**Problem description**
Reproduce the whole "Needle therapy" text below word for word.

Needle therapy |

Tales of the unexpected, discovering something you didn’t intend to while getting tattooed

Alice Snape nude

I feel intoxicated, out of control almost. I’m in a place beyond my body. It’s almost meditative. I don’t go to a tattoo artist for a therapy session, but there’s something about getting tattooed that feels like it’s turning you into the person you always should have been. My body feels so much pain as the needle goes over my soft skin, again and again – dragging, burning – that it releases something. Breaking down barriers, taking me to places that I didn’t realise I needed to go to.

I know when I sit in the tattoo artist’s chair, and expose my flesh to their needle, that it’s going to hurt. I think about my body as the ink plunges into my skin. Marking it so it will never look the same again. Hiding my flaws, making me, bit by bit, a little more like myself – how I feel I should have always looked.

Perhaps it makes me more honest, more open. I put my trust into that person to mark my body, an emotional bond that isn’t comparable to everyday friendships or encounters. I might chat to my hairdresser about holidays, but a tattoo artist is akin to a lover. There’s exposed flesh and intimacy, touching, skin to skin. And the pain. Pain mixed with pleasure and transformation.

There’s something about it that brings out secrets that I’ve never told anyone. During a particularly long session years ago, as the needle dragged over and over a painful place on my shin, I told my tattoo artist all about a moment back when I was at university, an incident I had all but buried. I was shocked when the words left my lips. I told her all about this guy randomly pushing me over, in broad daylight, while I was walking down the street. Afterwards, I had started having panic attacks, which I’d associated with the stress of my masters. But talking about it with someone who didn’t know me too well helped me to connect the dots. It helped me to move on.

Now I know when I go under the needles, I don’t just expose my flesh. I expose my feelings, I let the act consume, I use it as a therapy and leave, changed, but feeling as I always should have been.

**Supplied data**
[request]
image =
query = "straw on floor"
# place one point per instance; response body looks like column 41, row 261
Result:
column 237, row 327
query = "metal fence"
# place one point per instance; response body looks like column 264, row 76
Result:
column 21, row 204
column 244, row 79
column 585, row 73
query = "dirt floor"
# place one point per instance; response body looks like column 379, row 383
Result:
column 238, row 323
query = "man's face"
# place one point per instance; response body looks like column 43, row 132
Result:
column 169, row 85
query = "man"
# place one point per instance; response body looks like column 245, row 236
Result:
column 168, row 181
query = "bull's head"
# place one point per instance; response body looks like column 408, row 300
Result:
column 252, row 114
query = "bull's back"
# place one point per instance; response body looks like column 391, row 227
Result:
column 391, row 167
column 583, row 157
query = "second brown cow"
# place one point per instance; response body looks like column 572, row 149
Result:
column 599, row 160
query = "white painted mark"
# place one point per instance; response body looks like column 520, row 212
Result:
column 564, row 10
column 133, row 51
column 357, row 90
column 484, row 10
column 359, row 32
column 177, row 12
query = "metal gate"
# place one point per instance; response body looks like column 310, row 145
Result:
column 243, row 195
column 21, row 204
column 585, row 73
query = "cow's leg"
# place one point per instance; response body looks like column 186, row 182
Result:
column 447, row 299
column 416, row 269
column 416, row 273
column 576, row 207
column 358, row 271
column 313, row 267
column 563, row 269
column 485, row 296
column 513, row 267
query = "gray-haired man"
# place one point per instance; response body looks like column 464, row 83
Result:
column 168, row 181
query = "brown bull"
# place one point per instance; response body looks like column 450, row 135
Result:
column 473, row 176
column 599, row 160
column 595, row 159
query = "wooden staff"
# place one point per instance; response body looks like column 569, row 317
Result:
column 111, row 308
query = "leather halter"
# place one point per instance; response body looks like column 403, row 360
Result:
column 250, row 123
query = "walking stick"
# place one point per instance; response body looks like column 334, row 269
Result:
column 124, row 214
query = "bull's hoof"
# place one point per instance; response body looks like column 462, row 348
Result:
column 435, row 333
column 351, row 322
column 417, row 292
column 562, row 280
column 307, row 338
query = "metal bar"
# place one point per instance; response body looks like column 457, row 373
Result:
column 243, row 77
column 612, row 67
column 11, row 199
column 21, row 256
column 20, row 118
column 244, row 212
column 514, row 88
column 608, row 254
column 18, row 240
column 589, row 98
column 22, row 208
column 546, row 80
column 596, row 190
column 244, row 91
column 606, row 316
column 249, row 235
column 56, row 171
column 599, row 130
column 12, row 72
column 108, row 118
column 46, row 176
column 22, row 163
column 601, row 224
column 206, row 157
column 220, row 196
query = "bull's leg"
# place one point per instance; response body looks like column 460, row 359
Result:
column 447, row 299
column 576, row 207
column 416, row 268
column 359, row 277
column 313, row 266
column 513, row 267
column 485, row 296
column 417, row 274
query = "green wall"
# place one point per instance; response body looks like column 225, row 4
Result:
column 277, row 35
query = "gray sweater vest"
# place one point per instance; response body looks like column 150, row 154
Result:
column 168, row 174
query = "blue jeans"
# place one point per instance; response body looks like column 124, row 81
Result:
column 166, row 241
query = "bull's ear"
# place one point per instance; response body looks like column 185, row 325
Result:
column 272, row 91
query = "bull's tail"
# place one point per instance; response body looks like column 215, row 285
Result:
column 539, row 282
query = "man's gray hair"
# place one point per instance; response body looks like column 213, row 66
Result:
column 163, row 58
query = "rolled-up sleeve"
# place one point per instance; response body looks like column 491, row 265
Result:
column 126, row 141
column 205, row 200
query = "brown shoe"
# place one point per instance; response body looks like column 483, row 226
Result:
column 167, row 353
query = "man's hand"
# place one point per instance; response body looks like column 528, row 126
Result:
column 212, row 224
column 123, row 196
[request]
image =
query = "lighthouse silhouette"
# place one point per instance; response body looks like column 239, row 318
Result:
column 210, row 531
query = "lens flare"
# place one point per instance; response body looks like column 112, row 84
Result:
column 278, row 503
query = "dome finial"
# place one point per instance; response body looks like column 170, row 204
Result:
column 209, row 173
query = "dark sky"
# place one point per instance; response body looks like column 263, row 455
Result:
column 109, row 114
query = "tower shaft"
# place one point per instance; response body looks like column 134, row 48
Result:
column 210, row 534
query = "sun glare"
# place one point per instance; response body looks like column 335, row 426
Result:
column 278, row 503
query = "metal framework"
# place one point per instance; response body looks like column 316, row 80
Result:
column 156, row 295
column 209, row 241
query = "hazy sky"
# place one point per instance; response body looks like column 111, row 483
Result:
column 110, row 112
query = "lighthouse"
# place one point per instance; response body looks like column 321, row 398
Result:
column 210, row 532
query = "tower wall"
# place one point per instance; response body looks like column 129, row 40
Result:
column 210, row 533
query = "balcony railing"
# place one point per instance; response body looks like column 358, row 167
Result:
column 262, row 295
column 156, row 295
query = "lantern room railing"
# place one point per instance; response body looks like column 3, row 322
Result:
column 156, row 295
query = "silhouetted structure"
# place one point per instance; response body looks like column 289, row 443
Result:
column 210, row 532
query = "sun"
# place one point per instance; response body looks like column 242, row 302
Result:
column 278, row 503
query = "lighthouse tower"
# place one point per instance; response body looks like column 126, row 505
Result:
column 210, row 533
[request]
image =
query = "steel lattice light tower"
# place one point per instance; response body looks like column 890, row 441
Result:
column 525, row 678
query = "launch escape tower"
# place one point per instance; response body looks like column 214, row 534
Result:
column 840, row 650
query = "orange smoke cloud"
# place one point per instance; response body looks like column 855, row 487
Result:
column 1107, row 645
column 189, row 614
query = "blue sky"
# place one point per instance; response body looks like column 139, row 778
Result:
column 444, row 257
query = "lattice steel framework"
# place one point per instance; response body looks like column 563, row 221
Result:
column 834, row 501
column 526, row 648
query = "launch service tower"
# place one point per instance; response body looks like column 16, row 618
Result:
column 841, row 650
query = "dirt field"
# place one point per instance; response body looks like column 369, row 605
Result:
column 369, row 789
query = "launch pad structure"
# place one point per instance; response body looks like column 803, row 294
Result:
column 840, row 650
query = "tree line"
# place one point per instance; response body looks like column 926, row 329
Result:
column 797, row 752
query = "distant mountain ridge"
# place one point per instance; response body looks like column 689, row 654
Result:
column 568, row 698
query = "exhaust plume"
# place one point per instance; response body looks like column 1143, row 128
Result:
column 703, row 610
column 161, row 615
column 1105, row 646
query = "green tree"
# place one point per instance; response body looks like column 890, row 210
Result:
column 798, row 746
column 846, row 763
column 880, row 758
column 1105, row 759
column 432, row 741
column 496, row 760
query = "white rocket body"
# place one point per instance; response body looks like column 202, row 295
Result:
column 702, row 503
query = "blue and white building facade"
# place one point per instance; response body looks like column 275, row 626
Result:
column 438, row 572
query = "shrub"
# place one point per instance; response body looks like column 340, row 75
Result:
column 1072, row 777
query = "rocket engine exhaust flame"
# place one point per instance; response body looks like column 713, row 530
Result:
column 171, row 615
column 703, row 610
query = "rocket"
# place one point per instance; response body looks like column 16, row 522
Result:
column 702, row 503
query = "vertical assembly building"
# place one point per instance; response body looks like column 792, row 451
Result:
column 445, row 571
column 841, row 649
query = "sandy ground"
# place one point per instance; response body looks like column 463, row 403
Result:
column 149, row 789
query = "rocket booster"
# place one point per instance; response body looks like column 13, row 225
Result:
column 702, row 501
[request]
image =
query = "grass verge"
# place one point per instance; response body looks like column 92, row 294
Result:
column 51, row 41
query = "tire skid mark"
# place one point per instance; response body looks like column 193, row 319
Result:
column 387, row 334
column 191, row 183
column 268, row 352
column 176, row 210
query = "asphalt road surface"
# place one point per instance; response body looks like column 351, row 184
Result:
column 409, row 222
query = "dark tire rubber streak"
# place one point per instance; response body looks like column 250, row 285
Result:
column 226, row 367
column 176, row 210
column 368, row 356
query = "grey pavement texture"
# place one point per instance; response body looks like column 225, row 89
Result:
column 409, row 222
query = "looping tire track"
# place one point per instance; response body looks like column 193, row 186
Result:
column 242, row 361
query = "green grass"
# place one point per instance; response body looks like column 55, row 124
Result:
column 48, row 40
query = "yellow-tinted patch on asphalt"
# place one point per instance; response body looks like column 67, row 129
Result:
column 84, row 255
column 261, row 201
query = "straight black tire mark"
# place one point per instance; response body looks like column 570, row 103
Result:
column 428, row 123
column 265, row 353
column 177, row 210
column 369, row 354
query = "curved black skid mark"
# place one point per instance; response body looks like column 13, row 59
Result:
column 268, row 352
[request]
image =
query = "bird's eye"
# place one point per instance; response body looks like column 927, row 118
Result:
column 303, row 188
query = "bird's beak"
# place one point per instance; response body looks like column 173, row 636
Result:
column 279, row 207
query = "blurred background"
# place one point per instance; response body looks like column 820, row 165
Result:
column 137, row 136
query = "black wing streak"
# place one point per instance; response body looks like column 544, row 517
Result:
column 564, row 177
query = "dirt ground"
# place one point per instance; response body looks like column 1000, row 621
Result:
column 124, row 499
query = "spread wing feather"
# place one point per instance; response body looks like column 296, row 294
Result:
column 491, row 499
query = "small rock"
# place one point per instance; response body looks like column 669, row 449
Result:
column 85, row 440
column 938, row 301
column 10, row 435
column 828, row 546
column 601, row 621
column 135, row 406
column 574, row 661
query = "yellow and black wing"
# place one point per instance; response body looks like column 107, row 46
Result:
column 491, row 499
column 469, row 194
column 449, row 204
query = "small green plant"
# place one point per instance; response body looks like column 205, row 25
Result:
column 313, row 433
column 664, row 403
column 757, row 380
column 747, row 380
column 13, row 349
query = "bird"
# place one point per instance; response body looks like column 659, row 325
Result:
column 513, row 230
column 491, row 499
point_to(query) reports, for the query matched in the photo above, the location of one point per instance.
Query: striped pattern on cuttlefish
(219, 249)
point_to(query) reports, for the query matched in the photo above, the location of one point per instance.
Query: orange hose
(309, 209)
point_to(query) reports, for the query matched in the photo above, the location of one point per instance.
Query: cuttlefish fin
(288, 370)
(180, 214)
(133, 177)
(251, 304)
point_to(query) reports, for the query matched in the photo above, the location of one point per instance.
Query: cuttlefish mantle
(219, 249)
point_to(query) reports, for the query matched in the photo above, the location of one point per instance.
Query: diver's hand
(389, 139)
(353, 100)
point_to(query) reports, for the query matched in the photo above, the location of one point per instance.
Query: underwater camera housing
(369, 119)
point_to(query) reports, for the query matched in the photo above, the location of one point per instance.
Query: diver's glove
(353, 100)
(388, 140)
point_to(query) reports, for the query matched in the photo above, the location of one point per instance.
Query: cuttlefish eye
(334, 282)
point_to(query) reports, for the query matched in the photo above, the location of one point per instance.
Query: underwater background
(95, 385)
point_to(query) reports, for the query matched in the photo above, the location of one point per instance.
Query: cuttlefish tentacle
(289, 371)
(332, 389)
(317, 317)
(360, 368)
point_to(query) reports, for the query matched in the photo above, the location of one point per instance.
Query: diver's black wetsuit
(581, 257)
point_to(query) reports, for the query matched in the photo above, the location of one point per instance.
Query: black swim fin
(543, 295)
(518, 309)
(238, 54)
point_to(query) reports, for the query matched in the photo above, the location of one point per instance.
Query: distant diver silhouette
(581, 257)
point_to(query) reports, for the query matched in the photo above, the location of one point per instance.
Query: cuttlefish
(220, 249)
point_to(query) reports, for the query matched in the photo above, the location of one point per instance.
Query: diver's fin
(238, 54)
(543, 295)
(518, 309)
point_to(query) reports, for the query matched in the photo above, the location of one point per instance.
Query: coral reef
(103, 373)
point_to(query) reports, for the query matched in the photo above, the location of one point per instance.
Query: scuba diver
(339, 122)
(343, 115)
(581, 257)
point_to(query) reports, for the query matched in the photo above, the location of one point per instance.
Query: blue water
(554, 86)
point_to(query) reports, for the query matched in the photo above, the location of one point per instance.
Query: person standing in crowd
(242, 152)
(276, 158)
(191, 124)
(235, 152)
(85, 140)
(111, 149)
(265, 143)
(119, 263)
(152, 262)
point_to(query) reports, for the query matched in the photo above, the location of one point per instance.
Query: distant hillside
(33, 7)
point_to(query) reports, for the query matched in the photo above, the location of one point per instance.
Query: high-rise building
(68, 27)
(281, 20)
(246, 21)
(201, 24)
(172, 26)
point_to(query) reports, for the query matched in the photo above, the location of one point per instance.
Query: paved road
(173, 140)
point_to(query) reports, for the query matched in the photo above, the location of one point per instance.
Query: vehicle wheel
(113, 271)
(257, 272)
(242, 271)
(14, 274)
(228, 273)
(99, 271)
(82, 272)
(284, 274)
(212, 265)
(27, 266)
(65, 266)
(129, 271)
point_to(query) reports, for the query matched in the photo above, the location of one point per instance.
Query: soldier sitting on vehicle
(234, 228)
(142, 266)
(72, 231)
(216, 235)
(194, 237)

**Result of the exercise**
Needle therapy |

Tales of the unexpected, discovering something you didn’t intend to while getting tattooed

Alice Snape nude

I feel intoxicated, out of control almost. I’m in a place beyond my body. It’s almost meditative. I don’t go to a tattoo artist for a therapy session, but there’s something about getting tattooed that feels like it’s turning you into the person you always should have been. My body feels so much pain as the needle goes over my soft skin, again and again – dragging, burning – that it releases something. Breaking down barriers, taking me to places that I didn’t realise I needed to go to.

I know when I sit in the tattoo artist’s chair, and expose my flesh to their needle, that it’s going to hurt. I think about my body as the ink plunges into my skin. Marking it so it will never look the same again. Hiding my flaws, making me, bit by bit, a little more like myself – how I feel I should have always looked.

Perhaps it makes me more honest, more open. I put my trust into that person to mark my body, an emotional bond that isn’t comparable to everyday friendships or encounters. I might chat to my hairdresser about holidays, but a tattoo artist is akin to a lover. There’s exposed flesh and intimacy, touching, skin to skin. And the pain. Pain mixed with pleasure and transformation.

There’s something about it that brings out secrets that I’ve never told anyone. During a particularly long session years ago, as the needle dragged over and over a painful place on my shin, I told my tattoo artist all about a moment back when I was at university, an incident I had all but buried. I was shocked when the words left my lips. I told her all about this guy randomly pushing me over, in broad daylight, while I was walking down the street. Afterwards, I had started having panic attacks, which I’d associated with the stress of my masters. But talking about it with someone who didn’t know me too well helped me to connect the dots. It helped me to move on.

Now I know when I go under the needles, I don’t just expose my flesh. I expose my feelings, I let the act consume, I use it as a therapy and leave, changed, but feeling as I always should have been.